(Excerpts of pointing data)
===

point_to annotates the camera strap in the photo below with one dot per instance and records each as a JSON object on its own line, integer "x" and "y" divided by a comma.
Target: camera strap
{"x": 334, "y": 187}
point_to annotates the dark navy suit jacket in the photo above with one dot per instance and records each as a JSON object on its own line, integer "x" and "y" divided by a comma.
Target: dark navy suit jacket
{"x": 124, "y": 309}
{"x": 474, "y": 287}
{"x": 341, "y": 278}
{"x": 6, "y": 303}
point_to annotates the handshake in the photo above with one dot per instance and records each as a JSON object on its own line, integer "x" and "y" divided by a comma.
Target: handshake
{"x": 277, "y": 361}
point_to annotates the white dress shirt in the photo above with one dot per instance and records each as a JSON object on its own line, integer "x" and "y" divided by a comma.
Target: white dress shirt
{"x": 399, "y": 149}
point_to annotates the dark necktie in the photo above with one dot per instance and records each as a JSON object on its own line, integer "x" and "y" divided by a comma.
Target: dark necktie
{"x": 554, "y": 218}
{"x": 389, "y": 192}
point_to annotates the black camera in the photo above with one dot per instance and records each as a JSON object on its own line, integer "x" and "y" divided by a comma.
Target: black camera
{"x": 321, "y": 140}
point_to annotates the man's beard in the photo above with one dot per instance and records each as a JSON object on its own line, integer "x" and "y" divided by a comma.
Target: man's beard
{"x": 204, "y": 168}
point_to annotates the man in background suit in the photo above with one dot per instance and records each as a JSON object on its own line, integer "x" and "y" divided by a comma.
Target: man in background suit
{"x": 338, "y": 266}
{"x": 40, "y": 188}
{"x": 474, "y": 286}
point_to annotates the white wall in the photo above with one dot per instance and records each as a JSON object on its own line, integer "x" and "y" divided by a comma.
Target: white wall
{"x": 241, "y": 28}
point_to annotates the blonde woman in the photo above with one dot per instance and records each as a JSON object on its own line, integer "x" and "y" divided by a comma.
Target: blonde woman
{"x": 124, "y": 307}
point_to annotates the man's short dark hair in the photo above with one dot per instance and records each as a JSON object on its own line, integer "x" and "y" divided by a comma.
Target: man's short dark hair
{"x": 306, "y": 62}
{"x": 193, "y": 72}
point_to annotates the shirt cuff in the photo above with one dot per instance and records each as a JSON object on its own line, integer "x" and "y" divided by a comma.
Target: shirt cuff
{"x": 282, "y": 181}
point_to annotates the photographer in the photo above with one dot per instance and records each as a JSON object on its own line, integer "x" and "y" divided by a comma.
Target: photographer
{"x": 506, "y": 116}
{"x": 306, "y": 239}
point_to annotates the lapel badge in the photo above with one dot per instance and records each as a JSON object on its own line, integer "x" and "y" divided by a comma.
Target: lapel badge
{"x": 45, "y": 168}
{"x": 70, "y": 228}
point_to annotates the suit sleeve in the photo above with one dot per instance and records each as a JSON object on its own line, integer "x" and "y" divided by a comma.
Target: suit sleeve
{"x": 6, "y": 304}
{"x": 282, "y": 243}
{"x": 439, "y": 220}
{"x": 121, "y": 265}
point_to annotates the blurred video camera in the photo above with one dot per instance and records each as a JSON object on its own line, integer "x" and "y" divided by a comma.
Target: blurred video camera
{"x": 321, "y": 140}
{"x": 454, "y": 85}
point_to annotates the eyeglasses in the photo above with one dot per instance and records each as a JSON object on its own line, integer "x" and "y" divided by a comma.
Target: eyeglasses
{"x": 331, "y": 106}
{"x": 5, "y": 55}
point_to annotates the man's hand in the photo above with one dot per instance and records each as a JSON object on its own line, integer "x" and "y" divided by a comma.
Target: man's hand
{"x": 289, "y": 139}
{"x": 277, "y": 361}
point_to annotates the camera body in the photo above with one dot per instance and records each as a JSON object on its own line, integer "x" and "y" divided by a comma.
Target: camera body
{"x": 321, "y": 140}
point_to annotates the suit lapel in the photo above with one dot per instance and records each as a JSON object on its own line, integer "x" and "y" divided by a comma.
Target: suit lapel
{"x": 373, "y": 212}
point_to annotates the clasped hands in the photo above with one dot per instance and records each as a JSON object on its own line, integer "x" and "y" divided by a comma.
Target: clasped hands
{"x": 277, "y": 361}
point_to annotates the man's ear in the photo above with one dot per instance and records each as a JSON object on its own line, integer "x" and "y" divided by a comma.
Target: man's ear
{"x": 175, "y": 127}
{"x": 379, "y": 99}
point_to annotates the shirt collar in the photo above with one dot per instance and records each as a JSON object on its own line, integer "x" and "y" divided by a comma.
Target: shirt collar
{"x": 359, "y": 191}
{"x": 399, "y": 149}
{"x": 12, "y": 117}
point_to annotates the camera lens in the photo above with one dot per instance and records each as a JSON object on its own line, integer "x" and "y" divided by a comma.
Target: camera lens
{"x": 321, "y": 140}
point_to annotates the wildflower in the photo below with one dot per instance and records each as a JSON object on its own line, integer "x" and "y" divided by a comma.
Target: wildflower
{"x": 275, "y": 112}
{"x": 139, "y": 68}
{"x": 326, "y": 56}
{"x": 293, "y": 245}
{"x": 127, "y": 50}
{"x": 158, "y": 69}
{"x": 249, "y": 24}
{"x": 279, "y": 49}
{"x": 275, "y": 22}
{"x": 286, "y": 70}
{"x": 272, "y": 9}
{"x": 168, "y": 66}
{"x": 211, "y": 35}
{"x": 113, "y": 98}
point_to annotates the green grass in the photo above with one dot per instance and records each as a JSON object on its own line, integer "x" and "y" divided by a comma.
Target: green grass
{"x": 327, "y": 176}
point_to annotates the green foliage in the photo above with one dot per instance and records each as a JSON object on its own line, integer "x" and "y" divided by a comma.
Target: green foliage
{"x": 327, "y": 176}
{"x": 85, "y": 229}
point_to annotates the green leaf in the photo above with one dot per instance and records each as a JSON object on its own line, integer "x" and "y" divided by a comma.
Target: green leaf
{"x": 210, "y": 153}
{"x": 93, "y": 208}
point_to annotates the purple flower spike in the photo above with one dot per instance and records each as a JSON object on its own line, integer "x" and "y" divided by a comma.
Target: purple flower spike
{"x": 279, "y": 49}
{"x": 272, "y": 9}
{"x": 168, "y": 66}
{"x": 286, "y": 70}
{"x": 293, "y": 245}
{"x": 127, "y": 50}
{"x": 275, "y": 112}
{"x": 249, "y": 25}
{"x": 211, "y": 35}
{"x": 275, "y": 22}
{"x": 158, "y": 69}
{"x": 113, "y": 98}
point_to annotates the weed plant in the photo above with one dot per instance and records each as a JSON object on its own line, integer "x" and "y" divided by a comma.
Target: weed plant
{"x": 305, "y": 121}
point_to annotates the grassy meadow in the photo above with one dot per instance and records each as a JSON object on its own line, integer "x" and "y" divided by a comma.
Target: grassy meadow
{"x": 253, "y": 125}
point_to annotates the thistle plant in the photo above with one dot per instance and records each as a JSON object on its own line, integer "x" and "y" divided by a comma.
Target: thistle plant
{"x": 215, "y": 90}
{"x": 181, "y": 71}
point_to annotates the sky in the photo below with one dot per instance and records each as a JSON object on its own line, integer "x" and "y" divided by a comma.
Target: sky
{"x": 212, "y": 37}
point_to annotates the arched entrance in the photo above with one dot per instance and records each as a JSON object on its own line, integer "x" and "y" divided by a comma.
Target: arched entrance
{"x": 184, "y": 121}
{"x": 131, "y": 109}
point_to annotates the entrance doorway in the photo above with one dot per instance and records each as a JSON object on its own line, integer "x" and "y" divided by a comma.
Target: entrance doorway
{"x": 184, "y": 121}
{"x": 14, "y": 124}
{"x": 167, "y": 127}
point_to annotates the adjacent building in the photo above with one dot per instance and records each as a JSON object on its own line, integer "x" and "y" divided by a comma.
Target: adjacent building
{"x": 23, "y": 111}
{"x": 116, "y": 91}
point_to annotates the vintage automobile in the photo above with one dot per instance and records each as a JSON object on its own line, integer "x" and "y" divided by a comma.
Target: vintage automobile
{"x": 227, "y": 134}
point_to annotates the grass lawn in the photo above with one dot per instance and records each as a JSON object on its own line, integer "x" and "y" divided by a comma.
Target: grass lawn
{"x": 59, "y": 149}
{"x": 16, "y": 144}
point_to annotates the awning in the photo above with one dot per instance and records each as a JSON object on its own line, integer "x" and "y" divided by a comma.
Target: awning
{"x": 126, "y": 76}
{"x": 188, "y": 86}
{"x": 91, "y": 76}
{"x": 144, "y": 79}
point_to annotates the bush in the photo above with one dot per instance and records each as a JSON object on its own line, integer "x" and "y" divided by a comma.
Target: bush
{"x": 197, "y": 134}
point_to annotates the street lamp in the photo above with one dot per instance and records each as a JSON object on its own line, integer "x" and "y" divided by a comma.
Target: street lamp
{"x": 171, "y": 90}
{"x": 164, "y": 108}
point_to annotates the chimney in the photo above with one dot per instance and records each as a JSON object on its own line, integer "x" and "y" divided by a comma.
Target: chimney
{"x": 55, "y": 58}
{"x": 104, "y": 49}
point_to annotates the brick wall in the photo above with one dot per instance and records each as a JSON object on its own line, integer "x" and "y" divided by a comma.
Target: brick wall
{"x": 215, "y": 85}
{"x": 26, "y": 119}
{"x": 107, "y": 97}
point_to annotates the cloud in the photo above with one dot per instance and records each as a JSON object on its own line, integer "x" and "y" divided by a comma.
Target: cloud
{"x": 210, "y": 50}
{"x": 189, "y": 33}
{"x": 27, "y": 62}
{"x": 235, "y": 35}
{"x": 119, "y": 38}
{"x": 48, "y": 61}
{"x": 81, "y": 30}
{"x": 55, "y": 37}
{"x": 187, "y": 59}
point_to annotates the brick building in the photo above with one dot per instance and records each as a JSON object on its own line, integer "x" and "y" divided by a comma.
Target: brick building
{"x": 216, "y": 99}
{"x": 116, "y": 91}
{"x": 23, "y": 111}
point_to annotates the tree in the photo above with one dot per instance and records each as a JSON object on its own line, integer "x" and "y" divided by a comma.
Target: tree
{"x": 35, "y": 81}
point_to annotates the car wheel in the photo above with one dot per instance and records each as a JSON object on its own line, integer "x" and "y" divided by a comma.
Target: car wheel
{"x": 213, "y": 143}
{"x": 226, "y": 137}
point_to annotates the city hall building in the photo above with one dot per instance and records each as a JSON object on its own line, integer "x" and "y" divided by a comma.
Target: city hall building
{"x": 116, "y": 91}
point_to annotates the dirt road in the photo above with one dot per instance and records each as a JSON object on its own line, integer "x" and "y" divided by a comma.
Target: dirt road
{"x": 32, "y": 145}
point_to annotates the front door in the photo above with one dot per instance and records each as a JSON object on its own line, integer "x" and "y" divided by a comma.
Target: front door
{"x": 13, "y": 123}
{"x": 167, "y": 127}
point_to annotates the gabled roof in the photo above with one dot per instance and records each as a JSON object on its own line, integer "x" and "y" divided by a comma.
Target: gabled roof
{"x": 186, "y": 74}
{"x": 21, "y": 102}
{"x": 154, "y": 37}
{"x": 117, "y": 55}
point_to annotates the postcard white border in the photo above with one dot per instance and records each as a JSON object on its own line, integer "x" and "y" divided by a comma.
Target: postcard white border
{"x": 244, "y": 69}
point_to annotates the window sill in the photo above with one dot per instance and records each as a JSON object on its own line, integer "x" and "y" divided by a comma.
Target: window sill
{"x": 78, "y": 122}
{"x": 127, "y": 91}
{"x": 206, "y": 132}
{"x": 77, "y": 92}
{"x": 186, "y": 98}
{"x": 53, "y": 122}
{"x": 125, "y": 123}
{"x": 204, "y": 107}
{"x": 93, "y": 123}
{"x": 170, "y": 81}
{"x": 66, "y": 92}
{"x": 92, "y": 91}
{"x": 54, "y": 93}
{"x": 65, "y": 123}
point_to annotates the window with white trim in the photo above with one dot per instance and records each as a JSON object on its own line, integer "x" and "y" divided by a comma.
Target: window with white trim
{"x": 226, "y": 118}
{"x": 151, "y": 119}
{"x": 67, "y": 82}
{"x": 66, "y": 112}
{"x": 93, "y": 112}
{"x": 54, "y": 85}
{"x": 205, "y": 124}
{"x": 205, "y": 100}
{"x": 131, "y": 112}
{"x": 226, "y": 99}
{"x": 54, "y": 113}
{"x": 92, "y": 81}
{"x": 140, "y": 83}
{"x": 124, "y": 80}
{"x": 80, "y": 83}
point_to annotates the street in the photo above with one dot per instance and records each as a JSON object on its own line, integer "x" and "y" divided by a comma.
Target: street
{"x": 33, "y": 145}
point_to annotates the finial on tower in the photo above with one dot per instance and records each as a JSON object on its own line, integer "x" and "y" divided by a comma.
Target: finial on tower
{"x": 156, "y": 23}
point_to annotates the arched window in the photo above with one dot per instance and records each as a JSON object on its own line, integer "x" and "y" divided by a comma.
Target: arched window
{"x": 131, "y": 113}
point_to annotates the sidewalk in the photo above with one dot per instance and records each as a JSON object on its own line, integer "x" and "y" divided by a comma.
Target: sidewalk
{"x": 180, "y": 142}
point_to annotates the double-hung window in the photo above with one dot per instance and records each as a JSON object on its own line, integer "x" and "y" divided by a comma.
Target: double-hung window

===

WRITTEN TASK →
Write out the lines above from the one containing "point_to annotates the window sill" through the last, exactly as they are.

SOLUTION TO THE EXERCISE →
point_to annotates the window sill in the photo above with one dot per instance and records each as a JSON object on its own line, integer "x" and "y" divided by a comma.
Target: window sill
{"x": 78, "y": 122}
{"x": 127, "y": 91}
{"x": 206, "y": 132}
{"x": 77, "y": 92}
{"x": 186, "y": 98}
{"x": 53, "y": 122}
{"x": 125, "y": 123}
{"x": 204, "y": 107}
{"x": 93, "y": 123}
{"x": 170, "y": 81}
{"x": 66, "y": 92}
{"x": 92, "y": 91}
{"x": 54, "y": 93}
{"x": 65, "y": 123}
point_to annotates the window with white trim in the photo above with one dot per instance and records each as a JSON object on its own line, integer "x" and "y" divided by a comma.
Target: window with white trim
{"x": 226, "y": 118}
{"x": 151, "y": 119}
{"x": 67, "y": 82}
{"x": 66, "y": 112}
{"x": 93, "y": 112}
{"x": 54, "y": 85}
{"x": 205, "y": 124}
{"x": 205, "y": 100}
{"x": 131, "y": 112}
{"x": 226, "y": 99}
{"x": 54, "y": 113}
{"x": 92, "y": 81}
{"x": 140, "y": 83}
{"x": 124, "y": 80}
{"x": 80, "y": 83}
point_to annotates the street in the photo above with one dot per instance and records each as a JSON object on its own line, integer "x" and "y" divided by a comma.
Target: street
{"x": 33, "y": 145}
point_to annotates the finial on tower in the photo above with one dot per instance and records each as a JSON object on its own line, integer "x" and "y" divided by a comma.
Target: finial on tower
{"x": 156, "y": 23}
point_to annotates the arched window in the photo above with one dot per instance and records each as a JSON object on its own line, integer "x" and "y" divided by a comma.
Target: arched window
{"x": 131, "y": 113}
point_to annotates the sidewalk in the photo above with one dot per instance and records each as a JSON object on its own line, integer "x" and "y" divided by a comma.
Target: sidewalk
{"x": 180, "y": 142}
point_to annotates the double-hung window in the photo above with one dot per instance and records each as a JSON object on its own line, integer "x" and "y" divided by a comma.
Target: double-hung window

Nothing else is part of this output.